- [Fragmento del documento]

____

El cine, como la obra de Umbral, es siempre un canto a la existencia sin dejar de referirse, en el mejor de los casos, a la dureza e injusticia de la vida social. Vida y luz de la inteligencia.

A Umbral, que construyó una vida literaria superpuesta a la vida real, le hubiera gustado, un suponer, la adaptación cinematográfica que del magistral relato ‘La ventana abierta’ de Saki (seudónimo de Hector Hugh Munro), acerca del mal como presencia abstracta, ha llevado a cabo el realizador norteamericano David Robert Mitchell. ‘It Follow’, esto es, es la terrorífica e inquietante historia de una chica que sufre vértigos nocturnos tras un encuentro sexual con su chico, unas fabulaciones improvisadas y convertidas en el espacio enmarcado por una puerta en un umbral donde, a los ojos de un incauto, lo cotidiano muda en pavoroso. El filme posee una extraña turbiedad, a la manera del mejor Jacques Tourneur, con una secuencia inicial poderosa que te seduce para el resto del metraje.

____

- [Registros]
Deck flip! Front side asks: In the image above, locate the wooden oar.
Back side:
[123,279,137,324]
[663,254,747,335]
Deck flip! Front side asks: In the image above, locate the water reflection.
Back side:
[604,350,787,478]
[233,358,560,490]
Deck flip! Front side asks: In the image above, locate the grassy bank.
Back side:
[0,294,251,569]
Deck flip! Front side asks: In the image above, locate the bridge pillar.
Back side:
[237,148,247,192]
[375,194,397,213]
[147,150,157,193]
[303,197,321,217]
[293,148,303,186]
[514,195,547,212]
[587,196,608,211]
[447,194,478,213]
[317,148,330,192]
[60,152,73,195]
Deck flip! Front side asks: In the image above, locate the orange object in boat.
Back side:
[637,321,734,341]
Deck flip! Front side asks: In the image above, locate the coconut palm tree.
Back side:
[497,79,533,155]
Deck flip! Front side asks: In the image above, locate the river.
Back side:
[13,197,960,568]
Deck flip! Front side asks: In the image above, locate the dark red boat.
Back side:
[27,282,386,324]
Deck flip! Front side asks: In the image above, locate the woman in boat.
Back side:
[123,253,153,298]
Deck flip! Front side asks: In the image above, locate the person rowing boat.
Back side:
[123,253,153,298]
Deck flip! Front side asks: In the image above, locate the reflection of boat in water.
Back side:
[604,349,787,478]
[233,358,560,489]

____

- [Solicitud] ¿Puedes resumir en dos oraciones el fragmento sobre Umbral y el cine?

- [Tarea completada] El cine, como la obra de Umbral, es un canto a la existencia que también alude a la dureza e injusticia de la vida social. A Umbral le habría gustado la adaptación que David Robert Mitchell hizo de ‘La ventana abierta’ de Saki, la historia de una chica que sufre vértigos nocturnos tras un encuentro sexual con su chico, una película de extraña turbiedad, a la manera de Jacques Tourneur, con una poderosa secuencia inicial.